| WHAT YOU WILL DO |
Copy out the material word for word, from its first line through the line containing "column 51, row 113".

Records of labeled points
-------------------------

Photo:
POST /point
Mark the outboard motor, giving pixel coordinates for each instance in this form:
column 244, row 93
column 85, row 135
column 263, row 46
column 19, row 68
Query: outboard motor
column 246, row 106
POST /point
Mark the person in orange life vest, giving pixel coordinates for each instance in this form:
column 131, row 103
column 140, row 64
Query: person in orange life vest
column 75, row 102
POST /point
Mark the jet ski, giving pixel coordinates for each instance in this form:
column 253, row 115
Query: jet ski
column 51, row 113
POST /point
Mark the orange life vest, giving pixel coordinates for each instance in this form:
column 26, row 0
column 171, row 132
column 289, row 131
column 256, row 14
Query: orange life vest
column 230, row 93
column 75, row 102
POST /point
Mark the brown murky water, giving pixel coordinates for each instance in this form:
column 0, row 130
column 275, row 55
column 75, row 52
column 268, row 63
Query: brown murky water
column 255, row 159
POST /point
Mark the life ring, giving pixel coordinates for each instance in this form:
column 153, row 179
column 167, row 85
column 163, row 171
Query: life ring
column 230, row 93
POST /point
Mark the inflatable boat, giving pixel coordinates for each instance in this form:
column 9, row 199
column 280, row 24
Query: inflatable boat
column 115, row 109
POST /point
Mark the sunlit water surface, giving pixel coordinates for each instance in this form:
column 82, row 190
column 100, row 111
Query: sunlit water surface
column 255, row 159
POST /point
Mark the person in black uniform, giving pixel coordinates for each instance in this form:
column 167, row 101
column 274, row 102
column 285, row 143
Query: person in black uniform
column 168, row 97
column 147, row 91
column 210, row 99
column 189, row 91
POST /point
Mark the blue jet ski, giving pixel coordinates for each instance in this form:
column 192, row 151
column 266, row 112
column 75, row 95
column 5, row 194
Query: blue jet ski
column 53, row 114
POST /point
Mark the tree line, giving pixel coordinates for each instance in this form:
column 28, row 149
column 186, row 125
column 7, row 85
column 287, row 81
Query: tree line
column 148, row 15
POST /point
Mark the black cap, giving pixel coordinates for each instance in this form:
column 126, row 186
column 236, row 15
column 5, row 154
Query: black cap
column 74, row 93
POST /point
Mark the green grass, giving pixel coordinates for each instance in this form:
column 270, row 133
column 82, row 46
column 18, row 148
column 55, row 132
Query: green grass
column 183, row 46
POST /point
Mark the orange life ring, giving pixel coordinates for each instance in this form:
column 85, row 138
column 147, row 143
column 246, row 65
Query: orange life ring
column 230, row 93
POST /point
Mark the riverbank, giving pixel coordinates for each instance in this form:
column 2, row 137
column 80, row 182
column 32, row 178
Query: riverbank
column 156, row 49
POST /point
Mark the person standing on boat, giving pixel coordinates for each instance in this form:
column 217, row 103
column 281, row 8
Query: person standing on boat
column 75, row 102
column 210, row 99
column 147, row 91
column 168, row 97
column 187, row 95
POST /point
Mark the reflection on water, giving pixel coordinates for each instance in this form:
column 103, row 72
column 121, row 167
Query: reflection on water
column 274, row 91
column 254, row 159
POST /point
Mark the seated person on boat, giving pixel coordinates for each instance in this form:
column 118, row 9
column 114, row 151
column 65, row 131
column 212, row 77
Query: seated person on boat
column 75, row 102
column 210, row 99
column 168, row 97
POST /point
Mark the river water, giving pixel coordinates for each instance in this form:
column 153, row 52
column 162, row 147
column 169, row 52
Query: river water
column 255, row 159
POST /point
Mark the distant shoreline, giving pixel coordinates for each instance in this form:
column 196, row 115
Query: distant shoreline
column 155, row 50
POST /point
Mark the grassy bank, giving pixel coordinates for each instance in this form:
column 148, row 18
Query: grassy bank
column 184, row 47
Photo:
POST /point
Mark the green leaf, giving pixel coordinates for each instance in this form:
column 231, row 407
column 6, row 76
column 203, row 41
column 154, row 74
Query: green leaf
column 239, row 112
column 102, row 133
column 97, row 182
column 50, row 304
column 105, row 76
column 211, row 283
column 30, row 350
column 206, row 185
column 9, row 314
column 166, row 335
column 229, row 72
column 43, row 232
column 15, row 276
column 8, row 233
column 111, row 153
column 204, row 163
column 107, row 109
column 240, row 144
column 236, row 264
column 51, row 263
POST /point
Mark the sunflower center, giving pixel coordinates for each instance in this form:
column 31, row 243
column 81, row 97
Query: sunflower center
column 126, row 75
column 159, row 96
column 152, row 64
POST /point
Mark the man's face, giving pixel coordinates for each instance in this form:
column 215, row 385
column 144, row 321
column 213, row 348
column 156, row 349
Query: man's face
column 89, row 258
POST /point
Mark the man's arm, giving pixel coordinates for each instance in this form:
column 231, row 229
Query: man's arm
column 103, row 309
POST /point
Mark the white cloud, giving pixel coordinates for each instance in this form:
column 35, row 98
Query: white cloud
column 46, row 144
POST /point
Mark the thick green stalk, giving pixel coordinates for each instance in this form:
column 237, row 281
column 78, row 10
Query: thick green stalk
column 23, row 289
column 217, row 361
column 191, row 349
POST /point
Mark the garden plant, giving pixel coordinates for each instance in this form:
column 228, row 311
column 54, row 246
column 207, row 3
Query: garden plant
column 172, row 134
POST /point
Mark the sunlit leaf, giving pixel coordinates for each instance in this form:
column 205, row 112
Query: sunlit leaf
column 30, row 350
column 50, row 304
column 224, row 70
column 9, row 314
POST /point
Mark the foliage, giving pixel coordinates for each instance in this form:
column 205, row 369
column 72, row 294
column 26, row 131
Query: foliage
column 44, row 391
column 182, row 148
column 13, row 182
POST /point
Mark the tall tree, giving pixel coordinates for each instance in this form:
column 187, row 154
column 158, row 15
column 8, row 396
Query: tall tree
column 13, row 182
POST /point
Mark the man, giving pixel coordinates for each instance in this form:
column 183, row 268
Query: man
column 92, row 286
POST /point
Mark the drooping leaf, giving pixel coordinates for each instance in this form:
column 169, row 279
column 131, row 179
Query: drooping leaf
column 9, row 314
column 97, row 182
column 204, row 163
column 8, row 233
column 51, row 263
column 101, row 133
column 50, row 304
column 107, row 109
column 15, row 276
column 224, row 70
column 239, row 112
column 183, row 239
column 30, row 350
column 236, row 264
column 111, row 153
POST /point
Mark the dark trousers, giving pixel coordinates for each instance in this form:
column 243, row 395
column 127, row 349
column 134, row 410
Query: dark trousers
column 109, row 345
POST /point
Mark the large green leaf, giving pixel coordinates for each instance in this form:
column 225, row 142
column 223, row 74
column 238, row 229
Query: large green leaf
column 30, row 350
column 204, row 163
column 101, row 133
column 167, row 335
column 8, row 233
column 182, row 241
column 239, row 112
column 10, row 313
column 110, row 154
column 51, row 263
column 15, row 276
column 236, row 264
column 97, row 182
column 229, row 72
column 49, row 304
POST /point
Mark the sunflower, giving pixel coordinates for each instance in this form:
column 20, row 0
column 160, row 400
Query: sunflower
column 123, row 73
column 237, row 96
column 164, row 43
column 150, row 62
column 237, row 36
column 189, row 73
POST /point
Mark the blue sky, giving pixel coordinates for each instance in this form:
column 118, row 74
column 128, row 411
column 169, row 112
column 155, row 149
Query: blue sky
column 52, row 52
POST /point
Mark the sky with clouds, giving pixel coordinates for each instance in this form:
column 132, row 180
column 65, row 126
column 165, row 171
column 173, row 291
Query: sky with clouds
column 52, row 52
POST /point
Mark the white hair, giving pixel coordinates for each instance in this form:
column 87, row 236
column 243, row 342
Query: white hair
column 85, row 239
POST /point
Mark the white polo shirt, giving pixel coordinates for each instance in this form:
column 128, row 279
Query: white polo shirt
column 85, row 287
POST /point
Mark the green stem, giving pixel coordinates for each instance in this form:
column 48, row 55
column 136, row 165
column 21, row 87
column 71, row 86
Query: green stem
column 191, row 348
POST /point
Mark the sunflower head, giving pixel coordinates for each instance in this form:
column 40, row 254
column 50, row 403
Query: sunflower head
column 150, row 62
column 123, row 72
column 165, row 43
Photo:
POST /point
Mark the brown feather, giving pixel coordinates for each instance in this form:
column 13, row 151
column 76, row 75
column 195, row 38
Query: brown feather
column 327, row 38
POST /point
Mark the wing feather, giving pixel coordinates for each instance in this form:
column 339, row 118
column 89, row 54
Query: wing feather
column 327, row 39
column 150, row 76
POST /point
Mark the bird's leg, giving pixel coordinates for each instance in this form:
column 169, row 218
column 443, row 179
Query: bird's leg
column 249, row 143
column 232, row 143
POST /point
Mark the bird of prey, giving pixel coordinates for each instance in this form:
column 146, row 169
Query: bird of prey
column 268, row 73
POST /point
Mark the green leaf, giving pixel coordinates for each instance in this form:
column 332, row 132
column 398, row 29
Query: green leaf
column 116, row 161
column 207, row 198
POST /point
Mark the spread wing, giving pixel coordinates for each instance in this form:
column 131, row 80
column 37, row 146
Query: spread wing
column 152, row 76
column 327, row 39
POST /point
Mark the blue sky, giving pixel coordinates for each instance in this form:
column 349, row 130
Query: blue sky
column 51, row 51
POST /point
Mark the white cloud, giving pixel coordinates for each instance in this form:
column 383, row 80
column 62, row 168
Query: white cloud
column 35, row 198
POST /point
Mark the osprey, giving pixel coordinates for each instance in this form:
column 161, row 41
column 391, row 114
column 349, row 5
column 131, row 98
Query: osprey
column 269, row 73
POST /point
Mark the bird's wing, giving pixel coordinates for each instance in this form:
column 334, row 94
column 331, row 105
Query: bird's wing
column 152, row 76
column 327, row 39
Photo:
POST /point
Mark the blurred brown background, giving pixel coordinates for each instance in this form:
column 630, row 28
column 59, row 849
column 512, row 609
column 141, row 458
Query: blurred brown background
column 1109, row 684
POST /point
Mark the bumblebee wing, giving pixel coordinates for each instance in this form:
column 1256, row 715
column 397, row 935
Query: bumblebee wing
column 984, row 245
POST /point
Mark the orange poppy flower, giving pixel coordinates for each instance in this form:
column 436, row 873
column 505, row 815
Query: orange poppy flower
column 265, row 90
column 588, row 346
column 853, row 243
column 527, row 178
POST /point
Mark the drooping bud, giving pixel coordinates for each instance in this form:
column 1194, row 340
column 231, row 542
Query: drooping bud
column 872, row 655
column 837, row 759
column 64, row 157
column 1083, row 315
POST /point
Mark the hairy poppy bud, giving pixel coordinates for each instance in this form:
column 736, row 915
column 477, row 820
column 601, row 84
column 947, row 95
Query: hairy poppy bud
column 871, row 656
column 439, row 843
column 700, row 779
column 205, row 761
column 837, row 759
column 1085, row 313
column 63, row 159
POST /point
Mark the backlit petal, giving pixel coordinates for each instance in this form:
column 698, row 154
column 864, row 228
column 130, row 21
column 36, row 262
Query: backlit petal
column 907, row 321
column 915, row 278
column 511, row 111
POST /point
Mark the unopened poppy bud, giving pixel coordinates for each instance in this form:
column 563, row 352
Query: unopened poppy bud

-------------------------

| ANSWER BELOW |
Photo:
POST /point
Mark the outboard motor, giving pixel coordinates for each instance in this form:
column 244, row 93
column 85, row 135
column 263, row 46
column 19, row 68
Query: outboard motor
column 246, row 106
POST /point
Mark the person in orange life vest, giving pixel coordinates for each instance in this form:
column 131, row 103
column 140, row 64
Query: person in orange life vest
column 75, row 102
POST /point
Mark the jet ski, giving pixel coordinates for each instance in this form:
column 253, row 115
Query: jet ski
column 51, row 113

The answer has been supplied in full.